• Task statement: Retype the listing that follows, exactly as written.

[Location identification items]

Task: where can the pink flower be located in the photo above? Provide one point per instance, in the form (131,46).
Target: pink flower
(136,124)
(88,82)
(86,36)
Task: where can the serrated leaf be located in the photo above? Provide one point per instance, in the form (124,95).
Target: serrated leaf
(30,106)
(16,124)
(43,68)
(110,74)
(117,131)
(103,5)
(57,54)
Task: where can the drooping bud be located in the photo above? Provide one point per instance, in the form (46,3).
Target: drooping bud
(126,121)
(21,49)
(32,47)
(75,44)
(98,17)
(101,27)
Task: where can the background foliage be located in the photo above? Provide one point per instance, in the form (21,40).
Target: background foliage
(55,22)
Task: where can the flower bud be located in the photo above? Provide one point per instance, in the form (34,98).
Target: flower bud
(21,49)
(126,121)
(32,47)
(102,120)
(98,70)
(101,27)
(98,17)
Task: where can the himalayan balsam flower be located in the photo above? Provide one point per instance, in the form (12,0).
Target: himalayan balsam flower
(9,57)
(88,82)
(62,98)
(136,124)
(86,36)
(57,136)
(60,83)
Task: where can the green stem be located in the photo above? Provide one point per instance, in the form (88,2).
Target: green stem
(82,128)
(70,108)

• Output below:
Task: where can the pink flower be located in the photo above? Provide one point per instance, in the form (131,46).
Target: pink flower
(136,124)
(88,82)
(86,36)
Task: where can the serrated leaf be located in the photo above? Provide one point per instance, in the form (124,95).
Target: serrated leaf
(30,106)
(16,124)
(43,68)
(110,74)
(117,131)
(103,5)
(57,54)
Task: where can the drooping bud be located in the photo above? Provide one point per instance, in the form (46,3).
Target: drooping bud
(126,121)
(21,49)
(32,47)
(75,44)
(98,17)
(101,27)
Task: where can the background foliage be located in the photo above? Provide one point per instance, in the form (21,40).
Target: background foliage
(55,22)
Task: where can the flower bud be located in the photo above? Provide one point per instance, in the form (34,98).
Target: flower bud
(21,49)
(126,121)
(32,47)
(102,120)
(98,70)
(101,27)
(98,17)
Task: where can the himalayan balsam flower be located in the photo above? Provide one point per instance, in the form (12,0).
Target: himalayan balsam flower
(9,57)
(88,82)
(62,98)
(136,124)
(86,36)
(57,136)
(60,83)
Task: where can the green stem be located in the photo above? Provide one point per instance, in the form (88,2).
Target: green stem
(82,128)
(70,108)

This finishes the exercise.